▸ **What this exercise asks**:
[1] In the passage about the EHESS, where did the school host its series of debates on the Israel-Palestine conflict this February?
[2] List every place or region named in the passage about the EHESS.
[3] Carry on the passage about the EHESS, writing the section that comes under its last heading.

▸ **Excerpt to read**:
----------------------------------------
The school’s alleged neutrality on all matters political, moreover, is sharply contradicted by the open opposition it expressed to Russia’s invasion of Ukraine. On its website, the school highlights it “mobilization” for Ukraine, vaunting its “support for Ukrainian researchers and students” and has hosted events designed to analyze Russian aggression.

By contrast, the school’s treatment of the Israel-Palestine conflict is drenched in equivocation, with internal communications still preferring guarded formulations like “the dramatic situation in the Near East.” The EHESS hosted on its Aubervilliers campus a series of debates on the subject this February. For critics, however, these forums were an ersatz of debate and critical discussion, and gave a distorted and vapid presentation of the roots of the current crisis. Most revealingly, the series of roundtable discussions did not include a single Palestinian researcher or speaker.

Independence for Who?
----------------------------------------
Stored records

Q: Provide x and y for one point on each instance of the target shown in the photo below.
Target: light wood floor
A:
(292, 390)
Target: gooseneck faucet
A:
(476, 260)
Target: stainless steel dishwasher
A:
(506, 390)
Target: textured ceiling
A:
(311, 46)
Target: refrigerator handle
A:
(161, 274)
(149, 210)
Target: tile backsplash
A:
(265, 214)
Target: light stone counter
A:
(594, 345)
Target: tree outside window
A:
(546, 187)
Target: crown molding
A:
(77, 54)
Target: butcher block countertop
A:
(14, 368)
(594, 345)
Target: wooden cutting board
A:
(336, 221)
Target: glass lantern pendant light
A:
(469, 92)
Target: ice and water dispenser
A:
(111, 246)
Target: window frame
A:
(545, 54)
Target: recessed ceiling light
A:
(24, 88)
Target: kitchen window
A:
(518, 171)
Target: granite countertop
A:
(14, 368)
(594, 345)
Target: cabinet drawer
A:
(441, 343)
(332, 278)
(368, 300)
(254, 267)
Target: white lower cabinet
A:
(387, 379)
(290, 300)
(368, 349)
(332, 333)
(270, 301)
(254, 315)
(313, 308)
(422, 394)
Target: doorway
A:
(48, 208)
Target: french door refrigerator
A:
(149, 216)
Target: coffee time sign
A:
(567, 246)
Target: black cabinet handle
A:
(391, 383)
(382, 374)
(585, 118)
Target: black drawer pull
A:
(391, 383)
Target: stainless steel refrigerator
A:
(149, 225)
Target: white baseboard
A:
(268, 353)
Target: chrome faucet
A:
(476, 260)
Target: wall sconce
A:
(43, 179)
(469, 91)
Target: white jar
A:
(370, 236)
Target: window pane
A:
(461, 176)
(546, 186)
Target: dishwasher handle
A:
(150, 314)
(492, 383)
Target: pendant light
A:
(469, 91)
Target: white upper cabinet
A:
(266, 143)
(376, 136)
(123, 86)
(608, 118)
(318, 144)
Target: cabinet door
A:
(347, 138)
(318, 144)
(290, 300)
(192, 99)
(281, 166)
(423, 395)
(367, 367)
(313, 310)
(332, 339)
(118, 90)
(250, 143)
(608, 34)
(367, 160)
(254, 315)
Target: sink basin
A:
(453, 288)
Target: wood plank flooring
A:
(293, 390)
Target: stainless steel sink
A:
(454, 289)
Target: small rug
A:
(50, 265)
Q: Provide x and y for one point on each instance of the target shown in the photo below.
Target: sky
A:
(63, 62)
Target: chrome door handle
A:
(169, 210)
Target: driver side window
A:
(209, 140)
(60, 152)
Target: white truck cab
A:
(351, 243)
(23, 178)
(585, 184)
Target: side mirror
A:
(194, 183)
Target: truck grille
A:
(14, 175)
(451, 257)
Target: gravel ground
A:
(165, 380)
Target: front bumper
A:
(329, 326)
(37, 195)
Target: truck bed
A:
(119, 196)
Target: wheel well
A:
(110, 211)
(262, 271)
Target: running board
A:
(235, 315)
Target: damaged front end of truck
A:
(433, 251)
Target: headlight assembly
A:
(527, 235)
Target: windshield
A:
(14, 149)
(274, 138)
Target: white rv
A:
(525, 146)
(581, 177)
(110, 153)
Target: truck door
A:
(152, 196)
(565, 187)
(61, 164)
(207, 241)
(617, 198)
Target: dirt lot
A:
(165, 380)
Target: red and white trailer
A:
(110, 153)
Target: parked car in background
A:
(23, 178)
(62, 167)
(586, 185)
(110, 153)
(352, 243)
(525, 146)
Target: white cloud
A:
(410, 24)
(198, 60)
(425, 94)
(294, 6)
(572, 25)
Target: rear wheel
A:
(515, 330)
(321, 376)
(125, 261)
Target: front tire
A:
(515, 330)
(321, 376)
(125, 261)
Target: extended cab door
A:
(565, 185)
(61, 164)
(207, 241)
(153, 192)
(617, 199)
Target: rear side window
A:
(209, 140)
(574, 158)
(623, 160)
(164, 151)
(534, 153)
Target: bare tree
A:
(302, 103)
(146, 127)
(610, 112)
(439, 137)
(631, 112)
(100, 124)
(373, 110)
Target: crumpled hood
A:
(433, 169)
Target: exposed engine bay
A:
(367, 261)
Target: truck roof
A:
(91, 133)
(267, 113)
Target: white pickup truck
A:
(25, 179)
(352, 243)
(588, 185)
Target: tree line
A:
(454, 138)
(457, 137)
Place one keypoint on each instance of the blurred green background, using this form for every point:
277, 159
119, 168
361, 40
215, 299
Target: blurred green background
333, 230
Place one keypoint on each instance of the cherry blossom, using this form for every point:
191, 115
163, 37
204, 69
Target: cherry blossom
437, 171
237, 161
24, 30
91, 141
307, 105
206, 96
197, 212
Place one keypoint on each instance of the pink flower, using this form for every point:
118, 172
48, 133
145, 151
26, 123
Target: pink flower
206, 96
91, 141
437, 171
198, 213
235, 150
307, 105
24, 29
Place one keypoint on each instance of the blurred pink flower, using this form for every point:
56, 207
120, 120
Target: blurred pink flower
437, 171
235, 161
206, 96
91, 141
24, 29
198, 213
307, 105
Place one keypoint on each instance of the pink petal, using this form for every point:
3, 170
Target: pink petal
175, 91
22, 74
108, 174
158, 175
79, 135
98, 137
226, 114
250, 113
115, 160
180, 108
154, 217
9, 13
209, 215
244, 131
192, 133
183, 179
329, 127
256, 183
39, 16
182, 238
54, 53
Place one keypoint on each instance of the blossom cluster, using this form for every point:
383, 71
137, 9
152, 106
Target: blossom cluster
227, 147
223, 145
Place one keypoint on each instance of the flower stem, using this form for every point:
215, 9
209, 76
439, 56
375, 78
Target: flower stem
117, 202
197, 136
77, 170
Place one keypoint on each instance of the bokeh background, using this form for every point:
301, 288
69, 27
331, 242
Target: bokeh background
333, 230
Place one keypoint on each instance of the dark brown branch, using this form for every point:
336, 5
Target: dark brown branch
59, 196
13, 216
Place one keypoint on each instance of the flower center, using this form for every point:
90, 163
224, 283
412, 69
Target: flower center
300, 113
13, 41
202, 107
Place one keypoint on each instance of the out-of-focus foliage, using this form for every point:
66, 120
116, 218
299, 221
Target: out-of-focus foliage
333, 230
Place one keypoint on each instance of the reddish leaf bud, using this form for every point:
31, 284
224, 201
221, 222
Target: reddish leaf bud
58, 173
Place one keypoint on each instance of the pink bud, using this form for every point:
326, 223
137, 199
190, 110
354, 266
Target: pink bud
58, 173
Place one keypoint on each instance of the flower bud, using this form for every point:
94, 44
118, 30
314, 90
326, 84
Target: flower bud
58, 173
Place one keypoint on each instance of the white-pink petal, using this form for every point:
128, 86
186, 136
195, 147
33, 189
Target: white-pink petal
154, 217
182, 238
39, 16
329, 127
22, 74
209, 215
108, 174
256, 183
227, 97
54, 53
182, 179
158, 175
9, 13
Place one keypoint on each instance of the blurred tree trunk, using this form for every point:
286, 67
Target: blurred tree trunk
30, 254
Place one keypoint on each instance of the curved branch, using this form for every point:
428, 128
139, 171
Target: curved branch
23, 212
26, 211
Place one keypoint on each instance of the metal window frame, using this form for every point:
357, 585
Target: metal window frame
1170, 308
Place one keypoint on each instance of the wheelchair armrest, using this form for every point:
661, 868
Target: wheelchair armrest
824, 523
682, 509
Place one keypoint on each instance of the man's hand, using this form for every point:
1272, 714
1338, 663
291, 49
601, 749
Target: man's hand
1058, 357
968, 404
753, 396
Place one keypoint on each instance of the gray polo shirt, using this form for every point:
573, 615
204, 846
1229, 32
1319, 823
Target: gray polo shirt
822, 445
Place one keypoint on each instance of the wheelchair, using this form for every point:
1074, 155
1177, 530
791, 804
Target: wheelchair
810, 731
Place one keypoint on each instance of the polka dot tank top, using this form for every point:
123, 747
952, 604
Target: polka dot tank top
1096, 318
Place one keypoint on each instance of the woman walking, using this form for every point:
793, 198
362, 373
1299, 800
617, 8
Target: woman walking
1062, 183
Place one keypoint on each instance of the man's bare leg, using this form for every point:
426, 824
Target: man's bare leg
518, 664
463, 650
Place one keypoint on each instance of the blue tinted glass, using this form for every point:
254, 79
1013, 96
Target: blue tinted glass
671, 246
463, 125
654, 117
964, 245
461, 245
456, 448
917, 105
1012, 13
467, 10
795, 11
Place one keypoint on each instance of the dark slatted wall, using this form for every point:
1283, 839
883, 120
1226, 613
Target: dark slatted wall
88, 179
----------------------------------------
▸ **Answers for each item**:
[1] On its Aubervilliers campus.

[2] Russia, Ukraine, Israel, Palestine, the Near East, Aubervilliers

[3]
“It’s all well and good for the school to say that it wants a pluralistic dialogue, but if that were really the case it would have happened in February,” one student told Jacobin. “But to judge by the exclusion [from the February exchanges] of students and researchers working on the issue, it’s clear that there wouldn’t be any dialogue. The school’s debate has been monopolized by people who are not specialists in the region, or who are largely sympathetic to the Israeli side of the conflict.”

A researcher at France’s prestigious National Center for Scientific Research (CNRS), Véronique Bontemps is also one of the instructors in charge of the annual Palestine seminar at the EHESS. “None of the teachers who lead the Palestine seminar were invited to participate in February’s discussions,” Bontemps told Jacobin. “The purpose of the debate was really to make sure that there was no debate.”

On October 8, Bontemps relayed over EHESS’s internal “debates and discussions” forum — screenshots of which were viewed by Jacobin — the Solidaires press release that resulted in the six students’ summons for “apology for terrorism.” Though Bontemps only received a pro-forma sanction from the CNRS, she said that she has received a litany of harassing emails from colleagues at the EHESS and beyond. In an October 9 letter likewise distributed over the school’s “discussions and debates” thread, several of the school’s leading research directors accused Solidaires and Bontemps of providing “an apology for terrorism” for distributing their communiqué.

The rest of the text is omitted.